### ABOUT THIS TASK:
A word-for-word transcription of the listing is all that is needed.

### RECORDS FOR PROCESSING:
*** Begin section ***

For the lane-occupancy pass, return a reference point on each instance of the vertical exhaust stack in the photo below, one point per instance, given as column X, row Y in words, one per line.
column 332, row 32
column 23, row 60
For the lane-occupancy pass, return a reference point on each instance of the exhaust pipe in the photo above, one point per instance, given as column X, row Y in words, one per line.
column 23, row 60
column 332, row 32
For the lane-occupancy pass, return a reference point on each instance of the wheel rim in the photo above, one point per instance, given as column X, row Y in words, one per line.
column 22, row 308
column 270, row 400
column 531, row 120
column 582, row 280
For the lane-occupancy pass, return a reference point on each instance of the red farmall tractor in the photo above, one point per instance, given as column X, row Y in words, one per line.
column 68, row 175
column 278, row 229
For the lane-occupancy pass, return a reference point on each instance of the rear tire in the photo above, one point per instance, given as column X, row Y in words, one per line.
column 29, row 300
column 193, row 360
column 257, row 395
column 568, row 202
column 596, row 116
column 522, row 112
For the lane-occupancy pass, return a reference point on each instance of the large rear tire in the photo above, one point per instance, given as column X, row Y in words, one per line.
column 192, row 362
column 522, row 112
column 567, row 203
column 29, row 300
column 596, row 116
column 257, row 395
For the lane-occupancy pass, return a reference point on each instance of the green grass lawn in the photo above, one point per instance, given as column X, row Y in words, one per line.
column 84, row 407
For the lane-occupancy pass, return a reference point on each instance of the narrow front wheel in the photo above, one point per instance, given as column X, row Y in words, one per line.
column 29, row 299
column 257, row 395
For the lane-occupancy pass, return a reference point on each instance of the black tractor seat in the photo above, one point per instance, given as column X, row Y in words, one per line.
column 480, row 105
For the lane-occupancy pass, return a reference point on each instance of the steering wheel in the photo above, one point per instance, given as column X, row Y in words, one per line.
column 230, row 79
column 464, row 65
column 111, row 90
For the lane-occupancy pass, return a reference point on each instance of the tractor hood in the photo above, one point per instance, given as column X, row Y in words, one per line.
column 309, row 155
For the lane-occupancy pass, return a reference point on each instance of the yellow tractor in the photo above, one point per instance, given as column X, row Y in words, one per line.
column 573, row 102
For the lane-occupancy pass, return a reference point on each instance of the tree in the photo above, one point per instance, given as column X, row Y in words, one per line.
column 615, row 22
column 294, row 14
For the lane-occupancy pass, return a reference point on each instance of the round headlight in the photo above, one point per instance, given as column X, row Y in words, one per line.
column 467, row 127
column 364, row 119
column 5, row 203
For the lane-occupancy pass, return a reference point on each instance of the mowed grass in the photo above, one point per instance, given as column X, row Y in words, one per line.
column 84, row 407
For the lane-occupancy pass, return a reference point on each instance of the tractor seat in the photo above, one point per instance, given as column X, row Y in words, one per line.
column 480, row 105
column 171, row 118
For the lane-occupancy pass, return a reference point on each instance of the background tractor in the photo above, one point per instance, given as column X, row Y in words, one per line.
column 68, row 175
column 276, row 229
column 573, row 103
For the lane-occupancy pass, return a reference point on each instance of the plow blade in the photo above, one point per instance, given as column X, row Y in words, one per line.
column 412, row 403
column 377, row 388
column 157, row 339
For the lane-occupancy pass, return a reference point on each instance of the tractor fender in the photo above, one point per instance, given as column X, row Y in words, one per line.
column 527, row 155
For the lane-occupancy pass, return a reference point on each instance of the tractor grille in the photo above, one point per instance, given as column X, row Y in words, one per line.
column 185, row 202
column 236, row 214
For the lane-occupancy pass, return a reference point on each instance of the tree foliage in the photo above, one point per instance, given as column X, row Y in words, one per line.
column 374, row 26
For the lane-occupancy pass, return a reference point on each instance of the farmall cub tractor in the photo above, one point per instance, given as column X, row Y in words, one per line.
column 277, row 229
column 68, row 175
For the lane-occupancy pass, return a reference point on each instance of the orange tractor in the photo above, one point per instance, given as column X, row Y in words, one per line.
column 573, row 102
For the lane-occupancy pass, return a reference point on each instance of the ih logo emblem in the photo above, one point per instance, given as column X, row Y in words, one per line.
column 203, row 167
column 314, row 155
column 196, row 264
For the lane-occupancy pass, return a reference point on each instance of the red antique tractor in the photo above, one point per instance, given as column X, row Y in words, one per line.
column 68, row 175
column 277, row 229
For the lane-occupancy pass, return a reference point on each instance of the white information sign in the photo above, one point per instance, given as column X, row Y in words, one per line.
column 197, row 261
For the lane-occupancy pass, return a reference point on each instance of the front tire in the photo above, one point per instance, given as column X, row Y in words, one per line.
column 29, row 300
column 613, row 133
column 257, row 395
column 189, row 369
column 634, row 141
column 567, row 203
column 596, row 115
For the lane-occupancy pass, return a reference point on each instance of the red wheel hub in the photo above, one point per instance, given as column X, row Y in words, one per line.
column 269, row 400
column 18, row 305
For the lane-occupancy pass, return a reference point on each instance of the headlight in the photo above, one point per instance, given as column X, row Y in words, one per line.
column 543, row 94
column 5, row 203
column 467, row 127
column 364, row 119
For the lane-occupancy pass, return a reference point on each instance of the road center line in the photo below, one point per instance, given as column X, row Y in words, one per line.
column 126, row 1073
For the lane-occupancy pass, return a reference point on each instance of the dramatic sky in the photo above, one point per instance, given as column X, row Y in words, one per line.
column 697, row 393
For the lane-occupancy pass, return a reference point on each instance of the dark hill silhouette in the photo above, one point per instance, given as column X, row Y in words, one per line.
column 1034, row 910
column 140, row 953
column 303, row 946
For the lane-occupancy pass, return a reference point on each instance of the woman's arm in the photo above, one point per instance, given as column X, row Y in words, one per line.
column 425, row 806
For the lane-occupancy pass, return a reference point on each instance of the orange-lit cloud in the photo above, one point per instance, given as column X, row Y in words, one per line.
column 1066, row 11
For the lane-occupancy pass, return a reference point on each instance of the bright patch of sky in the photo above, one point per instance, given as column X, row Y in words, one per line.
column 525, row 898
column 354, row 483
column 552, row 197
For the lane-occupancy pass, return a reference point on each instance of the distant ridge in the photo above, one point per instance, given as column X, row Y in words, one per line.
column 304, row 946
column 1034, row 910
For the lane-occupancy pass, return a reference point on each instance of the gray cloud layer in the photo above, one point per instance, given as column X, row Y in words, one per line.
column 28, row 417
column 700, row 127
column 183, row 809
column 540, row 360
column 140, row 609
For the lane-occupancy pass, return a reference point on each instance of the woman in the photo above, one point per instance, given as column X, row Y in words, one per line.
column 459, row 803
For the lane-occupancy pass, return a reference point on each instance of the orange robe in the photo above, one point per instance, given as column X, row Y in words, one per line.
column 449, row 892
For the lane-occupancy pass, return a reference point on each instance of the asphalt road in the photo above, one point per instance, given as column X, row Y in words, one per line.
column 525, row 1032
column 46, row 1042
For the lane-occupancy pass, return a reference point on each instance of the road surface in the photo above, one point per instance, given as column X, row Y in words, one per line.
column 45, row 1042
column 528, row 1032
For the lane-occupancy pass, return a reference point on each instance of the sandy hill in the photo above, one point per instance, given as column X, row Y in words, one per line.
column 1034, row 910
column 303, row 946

*** End section ***

### SOLUTION FOR THIS EXERCISE:
For the lane-occupancy pass, return a reference point on each instance of the vertical exhaust stack in the photo below, one point per instance, given as column X, row Y in words, one per line.
column 332, row 32
column 23, row 60
For the lane-occupancy pass, return a reference point on each instance of the exhaust pipe in the photo above, one point per instance, given as column X, row Y in words, one per line.
column 23, row 60
column 332, row 32
For the lane-occupancy pass, return a reference point on each instance of the wheel rim in the photo above, one point per instance, given as column X, row Y in words, one per line.
column 22, row 308
column 270, row 400
column 531, row 120
column 582, row 280
For the lane-occupancy pass, return a reference point on each instance of the red farmall tractor in the photo above, one point per instance, given as column X, row Y in words, one per line.
column 68, row 175
column 278, row 229
For the lane-occupancy pass, return a reference point on each instance of the rear tire in the photo above, one point per instance, given as column X, row Y in words, one per line.
column 29, row 300
column 193, row 360
column 257, row 395
column 568, row 202
column 596, row 116
column 522, row 112
For the lane-occupancy pass, return a reference point on each instance of the large rear tire in the photo above, one point per instance, given as column X, row Y in words, one per line.
column 192, row 362
column 522, row 112
column 567, row 203
column 29, row 300
column 596, row 116
column 257, row 395
For the lane-occupancy pass, return a reference point on each instance of the green grass lawn in the photo above, one point per instance, given as column X, row Y in words, one per line.
column 84, row 407
For the lane-occupancy pass, return a reference point on each instance of the narrow front wheel in the photo above, one point per instance, given as column X, row Y in words, one per line.
column 29, row 299
column 257, row 395
For the lane-occupancy pass, return a reference point on each instance of the black tractor seat in the photo above, one point per instance, given as column X, row Y in words, one per line.
column 480, row 105
For the lane-occupancy pass, return a reference point on each instance of the steering wheel in the photo above, one point per instance, given as column X, row Y in words, one per line.
column 230, row 79
column 464, row 65
column 111, row 90
For the lane-occupancy pass, return a reference point on each instance of the tractor hood in the photo above, one point per instance, given as column X, row Y in words, one per line.
column 309, row 155
For the lane-occupancy pass, return a reference point on each instance of the yellow tractor in the photo above, one point per instance, given as column X, row Y in words, one per line.
column 573, row 102
For the lane-occupancy pass, return a reference point on each instance of the tree in the photo above, one point per instance, given as column X, row Y in words, one per line.
column 615, row 22
column 294, row 14
For the lane-occupancy pass, return a reference point on each instance of the round headlight in the photo above, one point per instance, given as column X, row Y in words, one per line.
column 467, row 127
column 364, row 119
column 5, row 203
For the lane-occupancy pass, return a reference point on each instance of the mowed grass in the photo above, one point per instance, given as column X, row Y in words, one per line.
column 84, row 407
For the lane-occupancy pass, return a reference point on each instance of the tractor seat in the photo above, one point per instance, given as column X, row Y in words, one per line.
column 480, row 105
column 171, row 118
For the lane-occupancy pass, return a reference point on each instance of the background tractor in the photo above, one point per instance, given as column X, row Y in words, one per line.
column 68, row 175
column 276, row 229
column 573, row 103
For the lane-occupancy pass, return a reference point on each instance of the plow blade in the photo above, one point per instance, given as column X, row Y in words, one per line.
column 412, row 403
column 377, row 388
column 157, row 339
For the lane-occupancy pass, return a reference point on each instance of the tractor fender in the photo above, one point per instance, given as column X, row Y in words, one per line.
column 527, row 155
For the lane-occupancy pass, return a reference point on each instance of the tractor grille in the photo above, one point per instance, given as column X, row Y in words, one per line.
column 185, row 202
column 236, row 214
For the lane-occupancy pass, return a reference point on each instance of the tree foliage in the photo above, one point per instance, given as column X, row Y in words, one per line.
column 374, row 26
For the lane-occupancy pass, return a reference point on each instance of the farmall cub tractor in the photo above, one point per instance, given as column X, row Y in words, one per line.
column 277, row 229
column 68, row 175
For the lane-occupancy pass, return a reference point on each instance of the orange tractor in the photo above, one point per instance, given as column X, row Y in words, one per line.
column 573, row 102
For the lane-occupancy pass, return a reference point on each instance of the ih logo emblem in the photo above, one point per instance, given as column X, row Y in words, one per line.
column 203, row 167
column 314, row 155
column 196, row 264
For the lane-occupancy pass, return a reference point on each instance of the red antique tractor in the photo above, one point per instance, given as column X, row Y in words, one per line.
column 68, row 175
column 277, row 229
For the lane-occupancy pass, return a reference point on each instance of the white information sign in the photo above, one point per instance, given as column X, row Y in words, one per line.
column 197, row 261
For the lane-occupancy pass, return a reference point on each instance of the front tire in the photo above, one point per instance, given as column X, row Y in words, one per line.
column 29, row 300
column 613, row 133
column 257, row 395
column 189, row 369
column 634, row 141
column 567, row 203
column 596, row 115
For the lane-occupancy pass, return a reference point on each instance of the red wheel hub in the photo above, one point per instance, given as column X, row Y in words, one per line.
column 269, row 400
column 18, row 305
For the lane-occupancy pass, return a reference point on each instance of the headlight in the photo above, one point per instance, given as column X, row Y in words, one per line.
column 543, row 94
column 5, row 203
column 467, row 127
column 364, row 119
For the lane-occupancy pass, return a reference point on each instance of the road center line in the photo below, one point per instance, given as column X, row Y in words, one per line.
column 126, row 1073
For the lane-occupancy pass, return a reference point on each instance of the dramatic sky in the photo above, one point per instance, given as column X, row Y in words, one per line.
column 697, row 393
For the lane-occupancy pass, return a reference point on each instance of the dark hill silhouette in the photo above, one point per instance, given as column X, row Y in words, one per line.
column 1034, row 910
column 140, row 953
column 303, row 946
For the lane-occupancy pass, return a reference point on each instance of the woman's arm in the photo above, one point per instance, given as column X, row Y in words, one per line.
column 425, row 806
For the lane-occupancy pass, return a reference point on each instance of the orange-lit cloud in the photo above, one point per instance, given as column X, row Y in words, one per line.
column 1066, row 11
For the lane-occupancy pass, return a reference point on each instance of the bright patch of sky in the photo above, one point per instance, given as column X, row Y in words, one per line.
column 525, row 898
column 354, row 483
column 552, row 197
For the lane-occupancy pass, return a reference point on each instance of the distant ridge in the photo above, one point per instance, given as column X, row Y in words, one per line.
column 304, row 946
column 1034, row 910
For the lane-occupancy pass, return a reference point on each instance of the gray cloud layer in the photo above, one point per instance, given as column X, row Y in words, one per line.
column 28, row 417
column 700, row 127
column 183, row 809
column 540, row 360
column 140, row 609
For the lane-occupancy pass, return a reference point on each instance of the woman in the photo above, one point per instance, given as column X, row Y in words, one per line.
column 459, row 803
For the lane-occupancy pass, return a reference point on each instance of the orange robe in the photo above, one point per instance, given as column X, row Y in words, one per line.
column 449, row 892
For the lane-occupancy pass, return a reference point on each instance of the asphalt road in the photo above, one point per instance, given as column X, row Y in words, one per line.
column 525, row 1032
column 46, row 1042
For the lane-occupancy pass, return a reference point on each instance of the road surface in the photo above, one point per instance, given as column X, row Y in words, one per line.
column 45, row 1042
column 528, row 1032
For the lane-occupancy pass, return a reference point on each instance of the sandy hill in the photo above, one point per instance, given as column X, row Y in words, one per line.
column 1034, row 910
column 303, row 946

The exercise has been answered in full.